*Exercise set:*
1. According to the article on New Delhi's plastic bag ban, on what date was the ban announced?
2. Determine whether each statement below agrees with the article on New Delhi's plastic bag ban. For each one, answer yes or no and quote the deciding words of the article. (a) The ban applies to the use, sale and storage of plastic bags. (b) Environmentalists have given up hope. (c) Plastic bags are no longer used in shopping malls.
3. Reproduce the passage of the article on New Delhi's plastic bag ban from "They say the" up to and including "is seldom enforced.".

Threat of fine and jail doesn't deter residents, due to poor enforcement
P. Jayaram, Straits Times 4 Apr 09;
NEW DELHI: Nearly three months after India's national capital banned the use, sale and storage of plastic bags, the ubiquitous bags have refused to go away.
In vegetable markets, shops and even shopping malls, traders and customers continue to use plastic bags that experts say harm the environment and choke storm-water drains.
Not surprisingly, the Jan 16 announcement had been received with scepticism in a city whose residents are used to bans being flouted openly.
They say the ban on plastic bags will meet the same fate as so many other 'don'ts' issued by the authorities in the past: 'Don't litter the roads', 'Don't smoke in public', 'Don't use roadsides as toilets'. The list of punishable offences is long but is seldom enforced.
But environmentalists have not lost hope yet.

*Listing:*
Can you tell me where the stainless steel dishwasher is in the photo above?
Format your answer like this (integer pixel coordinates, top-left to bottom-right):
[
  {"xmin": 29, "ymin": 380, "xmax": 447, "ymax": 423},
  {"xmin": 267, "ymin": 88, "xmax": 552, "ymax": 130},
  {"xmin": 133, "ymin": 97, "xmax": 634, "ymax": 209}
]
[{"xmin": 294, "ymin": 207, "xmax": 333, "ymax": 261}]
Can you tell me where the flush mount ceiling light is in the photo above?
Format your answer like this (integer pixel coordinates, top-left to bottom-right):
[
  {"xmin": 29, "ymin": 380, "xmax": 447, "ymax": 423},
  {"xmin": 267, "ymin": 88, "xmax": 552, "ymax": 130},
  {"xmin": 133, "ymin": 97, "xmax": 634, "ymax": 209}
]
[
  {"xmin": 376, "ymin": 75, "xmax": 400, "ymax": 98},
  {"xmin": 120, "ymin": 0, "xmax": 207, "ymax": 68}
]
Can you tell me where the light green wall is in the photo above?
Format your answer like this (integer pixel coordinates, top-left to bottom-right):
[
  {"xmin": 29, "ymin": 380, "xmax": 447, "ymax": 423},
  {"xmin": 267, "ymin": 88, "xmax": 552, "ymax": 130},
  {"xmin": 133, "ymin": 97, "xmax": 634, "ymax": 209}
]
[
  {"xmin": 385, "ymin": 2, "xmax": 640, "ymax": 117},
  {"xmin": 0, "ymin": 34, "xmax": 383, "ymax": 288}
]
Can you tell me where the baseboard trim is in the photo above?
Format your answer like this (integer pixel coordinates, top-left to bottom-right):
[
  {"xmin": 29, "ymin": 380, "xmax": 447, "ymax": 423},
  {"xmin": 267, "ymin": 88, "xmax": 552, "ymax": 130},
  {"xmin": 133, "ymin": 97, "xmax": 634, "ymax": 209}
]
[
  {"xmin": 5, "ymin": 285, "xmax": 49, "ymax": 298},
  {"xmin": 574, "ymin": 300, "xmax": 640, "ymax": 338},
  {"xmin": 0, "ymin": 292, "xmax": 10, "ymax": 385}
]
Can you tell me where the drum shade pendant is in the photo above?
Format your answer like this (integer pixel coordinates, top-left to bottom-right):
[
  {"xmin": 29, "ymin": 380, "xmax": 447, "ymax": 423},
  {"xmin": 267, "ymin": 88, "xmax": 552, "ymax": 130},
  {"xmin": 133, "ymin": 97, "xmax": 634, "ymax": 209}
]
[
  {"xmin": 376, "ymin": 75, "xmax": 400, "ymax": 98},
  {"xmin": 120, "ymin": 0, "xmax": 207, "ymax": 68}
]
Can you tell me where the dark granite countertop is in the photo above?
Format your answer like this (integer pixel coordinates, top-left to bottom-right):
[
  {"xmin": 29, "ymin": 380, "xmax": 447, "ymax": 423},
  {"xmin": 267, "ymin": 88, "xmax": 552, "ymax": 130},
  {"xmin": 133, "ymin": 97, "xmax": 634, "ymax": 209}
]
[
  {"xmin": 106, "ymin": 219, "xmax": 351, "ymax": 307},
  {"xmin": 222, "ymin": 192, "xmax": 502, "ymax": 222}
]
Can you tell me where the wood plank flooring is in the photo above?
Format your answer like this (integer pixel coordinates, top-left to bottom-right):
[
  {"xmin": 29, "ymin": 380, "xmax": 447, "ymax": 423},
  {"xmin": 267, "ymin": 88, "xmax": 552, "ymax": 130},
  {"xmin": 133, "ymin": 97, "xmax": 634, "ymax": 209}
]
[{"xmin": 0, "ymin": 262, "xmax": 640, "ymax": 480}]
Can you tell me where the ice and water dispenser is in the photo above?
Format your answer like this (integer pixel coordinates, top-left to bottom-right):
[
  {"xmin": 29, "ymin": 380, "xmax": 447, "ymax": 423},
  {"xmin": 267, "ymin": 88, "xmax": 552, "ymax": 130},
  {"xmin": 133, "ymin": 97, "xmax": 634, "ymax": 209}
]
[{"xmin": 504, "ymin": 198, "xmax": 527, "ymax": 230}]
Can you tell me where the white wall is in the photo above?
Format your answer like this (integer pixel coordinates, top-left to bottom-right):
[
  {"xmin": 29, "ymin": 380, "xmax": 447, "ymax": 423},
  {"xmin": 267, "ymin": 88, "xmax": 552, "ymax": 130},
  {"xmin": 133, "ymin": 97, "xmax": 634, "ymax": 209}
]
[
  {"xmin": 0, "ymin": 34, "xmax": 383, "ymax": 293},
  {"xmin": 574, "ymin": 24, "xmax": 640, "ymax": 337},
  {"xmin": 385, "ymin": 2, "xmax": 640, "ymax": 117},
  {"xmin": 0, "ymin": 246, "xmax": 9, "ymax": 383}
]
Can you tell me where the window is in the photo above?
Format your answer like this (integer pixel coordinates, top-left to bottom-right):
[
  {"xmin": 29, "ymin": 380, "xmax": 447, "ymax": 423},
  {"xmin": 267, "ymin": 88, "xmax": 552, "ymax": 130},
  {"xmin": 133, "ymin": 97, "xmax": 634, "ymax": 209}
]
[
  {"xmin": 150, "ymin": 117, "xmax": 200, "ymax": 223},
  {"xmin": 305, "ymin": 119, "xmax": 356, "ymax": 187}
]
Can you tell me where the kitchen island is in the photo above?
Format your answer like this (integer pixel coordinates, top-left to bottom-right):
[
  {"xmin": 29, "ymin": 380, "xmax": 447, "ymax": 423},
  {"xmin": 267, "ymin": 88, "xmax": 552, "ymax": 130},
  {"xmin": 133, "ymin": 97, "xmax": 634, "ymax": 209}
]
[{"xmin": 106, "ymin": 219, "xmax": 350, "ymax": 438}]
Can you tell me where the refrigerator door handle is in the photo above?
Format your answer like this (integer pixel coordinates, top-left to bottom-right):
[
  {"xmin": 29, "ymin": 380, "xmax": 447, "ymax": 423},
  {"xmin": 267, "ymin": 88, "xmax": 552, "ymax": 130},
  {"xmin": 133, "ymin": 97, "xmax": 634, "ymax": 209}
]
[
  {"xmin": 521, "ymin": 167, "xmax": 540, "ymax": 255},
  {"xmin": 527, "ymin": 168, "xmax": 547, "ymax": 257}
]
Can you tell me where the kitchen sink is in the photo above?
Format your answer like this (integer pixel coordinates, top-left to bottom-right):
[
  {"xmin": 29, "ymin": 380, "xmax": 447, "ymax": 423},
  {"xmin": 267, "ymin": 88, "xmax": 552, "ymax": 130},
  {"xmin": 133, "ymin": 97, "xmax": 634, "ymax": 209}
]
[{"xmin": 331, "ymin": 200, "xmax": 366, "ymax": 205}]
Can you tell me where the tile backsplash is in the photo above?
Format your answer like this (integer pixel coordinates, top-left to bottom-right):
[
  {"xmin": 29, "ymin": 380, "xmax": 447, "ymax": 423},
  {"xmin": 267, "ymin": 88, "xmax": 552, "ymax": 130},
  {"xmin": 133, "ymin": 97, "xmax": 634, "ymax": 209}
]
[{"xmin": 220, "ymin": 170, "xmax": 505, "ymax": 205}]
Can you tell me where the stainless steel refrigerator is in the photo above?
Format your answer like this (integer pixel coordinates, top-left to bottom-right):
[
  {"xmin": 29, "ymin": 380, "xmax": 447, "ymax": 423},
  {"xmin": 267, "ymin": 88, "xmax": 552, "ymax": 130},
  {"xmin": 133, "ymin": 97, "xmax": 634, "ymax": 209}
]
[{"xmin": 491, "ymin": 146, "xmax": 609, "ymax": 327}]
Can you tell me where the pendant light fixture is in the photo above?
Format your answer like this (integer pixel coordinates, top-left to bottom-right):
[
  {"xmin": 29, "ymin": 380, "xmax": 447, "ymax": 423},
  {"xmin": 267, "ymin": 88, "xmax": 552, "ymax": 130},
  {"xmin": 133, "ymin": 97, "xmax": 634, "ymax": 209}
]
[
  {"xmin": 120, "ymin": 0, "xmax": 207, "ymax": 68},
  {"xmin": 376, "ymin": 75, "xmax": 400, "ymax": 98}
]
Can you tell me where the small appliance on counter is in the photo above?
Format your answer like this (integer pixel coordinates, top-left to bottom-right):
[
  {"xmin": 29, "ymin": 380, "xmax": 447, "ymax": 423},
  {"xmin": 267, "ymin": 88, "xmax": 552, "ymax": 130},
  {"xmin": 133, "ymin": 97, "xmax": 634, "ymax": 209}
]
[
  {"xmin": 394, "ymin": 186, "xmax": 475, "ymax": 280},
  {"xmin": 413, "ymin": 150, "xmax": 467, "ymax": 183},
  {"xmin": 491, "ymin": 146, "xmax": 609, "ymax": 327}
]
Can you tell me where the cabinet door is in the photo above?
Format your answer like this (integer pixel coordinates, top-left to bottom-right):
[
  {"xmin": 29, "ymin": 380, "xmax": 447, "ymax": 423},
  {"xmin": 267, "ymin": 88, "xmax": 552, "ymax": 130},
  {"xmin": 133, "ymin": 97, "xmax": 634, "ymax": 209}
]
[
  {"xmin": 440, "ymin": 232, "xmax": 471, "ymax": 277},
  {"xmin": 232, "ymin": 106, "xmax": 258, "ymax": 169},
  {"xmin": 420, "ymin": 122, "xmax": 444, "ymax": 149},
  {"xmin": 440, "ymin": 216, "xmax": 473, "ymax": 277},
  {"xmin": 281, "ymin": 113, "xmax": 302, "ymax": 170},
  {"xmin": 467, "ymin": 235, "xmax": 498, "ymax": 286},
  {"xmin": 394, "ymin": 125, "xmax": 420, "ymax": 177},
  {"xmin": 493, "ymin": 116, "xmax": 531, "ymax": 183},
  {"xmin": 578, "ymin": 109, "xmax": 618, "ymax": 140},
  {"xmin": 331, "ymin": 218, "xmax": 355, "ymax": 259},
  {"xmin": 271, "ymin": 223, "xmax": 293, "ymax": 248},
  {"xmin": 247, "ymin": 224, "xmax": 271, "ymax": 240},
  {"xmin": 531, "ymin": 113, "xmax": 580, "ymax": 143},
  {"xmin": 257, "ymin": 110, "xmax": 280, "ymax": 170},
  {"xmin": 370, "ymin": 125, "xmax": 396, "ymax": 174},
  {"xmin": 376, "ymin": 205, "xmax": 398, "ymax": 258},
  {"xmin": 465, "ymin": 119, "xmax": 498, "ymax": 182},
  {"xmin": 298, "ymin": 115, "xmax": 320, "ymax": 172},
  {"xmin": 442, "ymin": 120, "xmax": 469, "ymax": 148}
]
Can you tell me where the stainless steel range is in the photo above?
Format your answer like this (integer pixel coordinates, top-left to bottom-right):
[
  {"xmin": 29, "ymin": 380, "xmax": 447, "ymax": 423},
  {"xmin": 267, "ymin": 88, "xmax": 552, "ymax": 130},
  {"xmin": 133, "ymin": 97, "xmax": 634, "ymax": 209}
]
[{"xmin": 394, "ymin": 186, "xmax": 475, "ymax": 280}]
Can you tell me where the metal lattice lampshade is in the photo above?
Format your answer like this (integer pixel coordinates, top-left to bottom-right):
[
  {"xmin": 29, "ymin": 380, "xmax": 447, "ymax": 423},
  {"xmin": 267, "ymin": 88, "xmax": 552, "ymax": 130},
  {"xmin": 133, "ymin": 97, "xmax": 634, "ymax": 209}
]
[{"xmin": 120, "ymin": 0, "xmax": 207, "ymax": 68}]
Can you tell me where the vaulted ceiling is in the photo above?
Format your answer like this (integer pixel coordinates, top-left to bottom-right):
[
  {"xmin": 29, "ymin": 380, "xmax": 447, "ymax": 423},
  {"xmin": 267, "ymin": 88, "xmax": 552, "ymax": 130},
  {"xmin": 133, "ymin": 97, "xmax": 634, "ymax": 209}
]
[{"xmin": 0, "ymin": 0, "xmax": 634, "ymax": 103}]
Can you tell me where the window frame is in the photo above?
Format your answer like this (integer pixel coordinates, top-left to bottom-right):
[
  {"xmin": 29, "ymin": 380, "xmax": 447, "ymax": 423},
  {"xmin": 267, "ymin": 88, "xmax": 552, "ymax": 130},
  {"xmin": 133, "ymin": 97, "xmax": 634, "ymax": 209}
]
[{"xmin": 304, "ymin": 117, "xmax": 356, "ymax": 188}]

*Responses:*
1. January 16 (given in the article as "Jan 16").

2.
(a) Yes: "banned the use, sale and storage of plastic bags"
(b) No: "But environmentalists have not lost hope yet."
(c) No: "In vegetable markets, shops and even shopping malls, traders and customers continue to use plastic bags"

3.
They say the ban on plastic bags will meet the same fate as so many other 'don'ts' issued by the authorities in the past: 'Don't litter the roads', 'Don't smoke in public', 'Don't use roadsides as toilets'. The list of punishable offences is long but is seldom enforced.